§ **What the task asks**:
Please state how many lines of the material below contain the string "dark" with case counting, and give only that number.

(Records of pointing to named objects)
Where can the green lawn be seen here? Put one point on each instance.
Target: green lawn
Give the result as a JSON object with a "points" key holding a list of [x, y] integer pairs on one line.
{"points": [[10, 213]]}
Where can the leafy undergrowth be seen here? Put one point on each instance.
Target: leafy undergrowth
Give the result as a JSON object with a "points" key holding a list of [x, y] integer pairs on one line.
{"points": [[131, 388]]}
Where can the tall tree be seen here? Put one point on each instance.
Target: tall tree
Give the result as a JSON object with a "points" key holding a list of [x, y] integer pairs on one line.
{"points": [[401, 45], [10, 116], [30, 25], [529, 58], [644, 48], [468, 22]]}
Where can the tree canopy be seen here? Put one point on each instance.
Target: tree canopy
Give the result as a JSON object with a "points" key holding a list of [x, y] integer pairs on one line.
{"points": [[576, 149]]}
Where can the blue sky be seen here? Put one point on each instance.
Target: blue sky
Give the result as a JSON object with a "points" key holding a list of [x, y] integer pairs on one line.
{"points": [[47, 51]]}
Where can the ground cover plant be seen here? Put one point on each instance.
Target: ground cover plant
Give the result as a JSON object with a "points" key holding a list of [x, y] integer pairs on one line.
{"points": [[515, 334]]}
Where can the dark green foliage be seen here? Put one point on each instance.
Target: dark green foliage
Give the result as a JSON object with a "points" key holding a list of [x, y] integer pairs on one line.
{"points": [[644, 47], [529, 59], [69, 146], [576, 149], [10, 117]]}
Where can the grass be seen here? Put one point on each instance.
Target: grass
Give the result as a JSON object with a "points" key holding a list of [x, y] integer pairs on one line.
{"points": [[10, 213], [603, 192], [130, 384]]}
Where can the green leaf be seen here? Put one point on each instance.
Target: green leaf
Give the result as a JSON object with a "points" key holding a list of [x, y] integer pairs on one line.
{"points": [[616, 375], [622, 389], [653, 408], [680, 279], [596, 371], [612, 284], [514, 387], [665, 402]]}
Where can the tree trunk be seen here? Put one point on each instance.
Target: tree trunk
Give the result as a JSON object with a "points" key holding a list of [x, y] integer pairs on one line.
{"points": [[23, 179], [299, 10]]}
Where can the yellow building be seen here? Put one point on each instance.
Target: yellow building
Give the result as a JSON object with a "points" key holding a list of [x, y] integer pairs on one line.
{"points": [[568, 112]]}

...

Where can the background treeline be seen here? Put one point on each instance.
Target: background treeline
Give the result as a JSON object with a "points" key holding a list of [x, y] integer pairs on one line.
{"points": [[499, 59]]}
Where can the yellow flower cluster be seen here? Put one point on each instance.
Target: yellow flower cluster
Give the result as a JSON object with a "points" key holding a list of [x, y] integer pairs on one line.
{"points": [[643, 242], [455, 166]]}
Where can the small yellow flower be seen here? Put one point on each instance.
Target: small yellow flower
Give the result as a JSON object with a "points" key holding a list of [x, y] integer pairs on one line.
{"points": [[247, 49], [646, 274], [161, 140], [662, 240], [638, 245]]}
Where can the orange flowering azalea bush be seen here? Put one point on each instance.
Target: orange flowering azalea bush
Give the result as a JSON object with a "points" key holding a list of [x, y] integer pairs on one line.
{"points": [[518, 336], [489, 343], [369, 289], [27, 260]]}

§ **Written response**:
2